# Description of the task
Only the pictures stay out; every record is to be quoted exactly.

# Listing
++++++++++++++++++++
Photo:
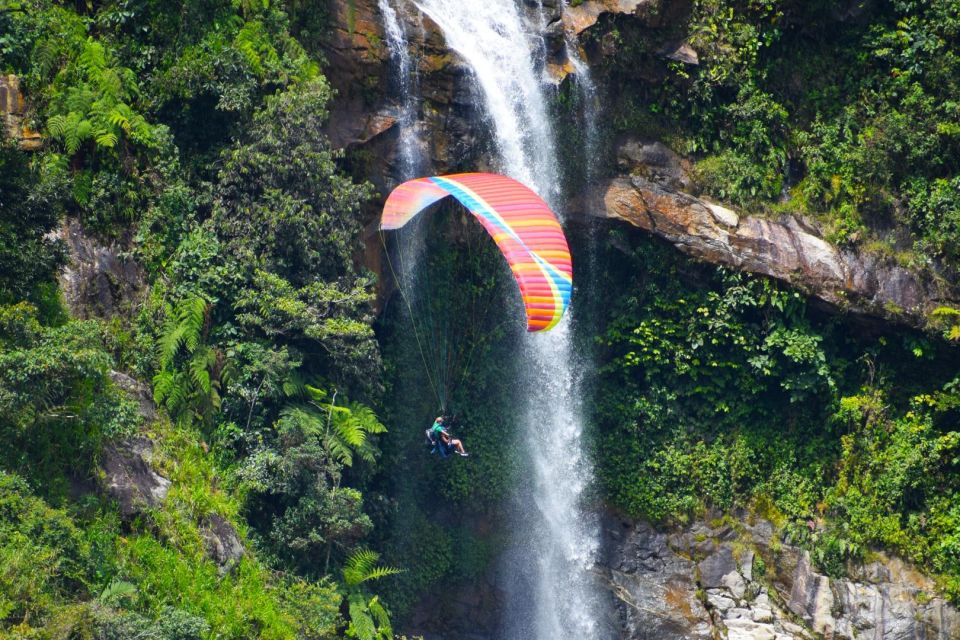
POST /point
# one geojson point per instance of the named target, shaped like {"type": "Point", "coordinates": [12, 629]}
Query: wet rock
{"type": "Point", "coordinates": [221, 541]}
{"type": "Point", "coordinates": [682, 52]}
{"type": "Point", "coordinates": [583, 16]}
{"type": "Point", "coordinates": [716, 567]}
{"type": "Point", "coordinates": [887, 598]}
{"type": "Point", "coordinates": [655, 161]}
{"type": "Point", "coordinates": [137, 390]}
{"type": "Point", "coordinates": [98, 281]}
{"type": "Point", "coordinates": [655, 588]}
{"type": "Point", "coordinates": [129, 478]}
{"type": "Point", "coordinates": [788, 249]}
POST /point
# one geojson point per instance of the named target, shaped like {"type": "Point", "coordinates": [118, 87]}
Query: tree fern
{"type": "Point", "coordinates": [191, 372]}
{"type": "Point", "coordinates": [362, 567]}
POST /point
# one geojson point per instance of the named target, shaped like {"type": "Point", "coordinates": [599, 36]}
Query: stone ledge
{"type": "Point", "coordinates": [787, 249]}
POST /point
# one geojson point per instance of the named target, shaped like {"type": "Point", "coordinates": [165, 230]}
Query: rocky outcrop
{"type": "Point", "coordinates": [13, 112]}
{"type": "Point", "coordinates": [739, 581]}
{"type": "Point", "coordinates": [581, 17]}
{"type": "Point", "coordinates": [788, 248]}
{"type": "Point", "coordinates": [129, 478]}
{"type": "Point", "coordinates": [137, 390]}
{"type": "Point", "coordinates": [222, 542]}
{"type": "Point", "coordinates": [98, 281]}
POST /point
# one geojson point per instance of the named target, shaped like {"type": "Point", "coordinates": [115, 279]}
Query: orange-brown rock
{"type": "Point", "coordinates": [788, 249]}
{"type": "Point", "coordinates": [13, 110]}
{"type": "Point", "coordinates": [583, 16]}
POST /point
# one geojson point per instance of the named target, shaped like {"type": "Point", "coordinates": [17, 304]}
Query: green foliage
{"type": "Point", "coordinates": [31, 203]}
{"type": "Point", "coordinates": [369, 619]}
{"type": "Point", "coordinates": [725, 394]}
{"type": "Point", "coordinates": [849, 116]}
{"type": "Point", "coordinates": [191, 372]}
{"type": "Point", "coordinates": [56, 398]}
{"type": "Point", "coordinates": [96, 107]}
{"type": "Point", "coordinates": [294, 497]}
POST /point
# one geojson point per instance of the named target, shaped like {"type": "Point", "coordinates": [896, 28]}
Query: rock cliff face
{"type": "Point", "coordinates": [739, 581]}
{"type": "Point", "coordinates": [653, 192]}
{"type": "Point", "coordinates": [733, 578]}
{"type": "Point", "coordinates": [788, 249]}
++++++++++++++++++++
# Task result
Photo:
POST /point
# one geojson point per instance of the named target, shaped like {"type": "Point", "coordinates": [12, 629]}
Query: wet rock
{"type": "Point", "coordinates": [221, 541]}
{"type": "Point", "coordinates": [682, 52]}
{"type": "Point", "coordinates": [583, 16]}
{"type": "Point", "coordinates": [716, 567]}
{"type": "Point", "coordinates": [887, 598]}
{"type": "Point", "coordinates": [655, 161]}
{"type": "Point", "coordinates": [137, 390]}
{"type": "Point", "coordinates": [98, 281]}
{"type": "Point", "coordinates": [655, 588]}
{"type": "Point", "coordinates": [129, 478]}
{"type": "Point", "coordinates": [788, 249]}
POST /point
# one geojson point per instance of the named target, shaped like {"type": "Point", "coordinates": [118, 87]}
Query: tree fern
{"type": "Point", "coordinates": [191, 372]}
{"type": "Point", "coordinates": [362, 567]}
POST /point
# one geojson point per instance of the named target, shaped like {"type": "Point", "coordinates": [599, 36]}
Query: stone ledge
{"type": "Point", "coordinates": [787, 249]}
POST /point
# one geojson point per instance of the named target, shaped like {"type": "Point", "coordinates": [165, 230]}
Query: rocky outcrop
{"type": "Point", "coordinates": [13, 112]}
{"type": "Point", "coordinates": [739, 581]}
{"type": "Point", "coordinates": [581, 17]}
{"type": "Point", "coordinates": [788, 248]}
{"type": "Point", "coordinates": [129, 478]}
{"type": "Point", "coordinates": [137, 390]}
{"type": "Point", "coordinates": [222, 542]}
{"type": "Point", "coordinates": [98, 281]}
POST /point
# one geojson point per instance of the named target, shaped like {"type": "Point", "coordinates": [115, 279]}
Query: orange-brown rock
{"type": "Point", "coordinates": [788, 249]}
{"type": "Point", "coordinates": [13, 110]}
{"type": "Point", "coordinates": [583, 16]}
POST /point
# one geojson point per instance of the named target, shaped like {"type": "Point", "coordinates": [17, 304]}
Query: green foliage
{"type": "Point", "coordinates": [31, 203]}
{"type": "Point", "coordinates": [369, 619]}
{"type": "Point", "coordinates": [725, 394]}
{"type": "Point", "coordinates": [849, 116]}
{"type": "Point", "coordinates": [191, 372]}
{"type": "Point", "coordinates": [56, 398]}
{"type": "Point", "coordinates": [96, 107]}
{"type": "Point", "coordinates": [294, 497]}
POST /point
# one geojson point per instance of the named target, shaped like {"type": "Point", "coordinates": [896, 28]}
Query: rock cliff face
{"type": "Point", "coordinates": [739, 581]}
{"type": "Point", "coordinates": [653, 192]}
{"type": "Point", "coordinates": [733, 578]}
{"type": "Point", "coordinates": [788, 249]}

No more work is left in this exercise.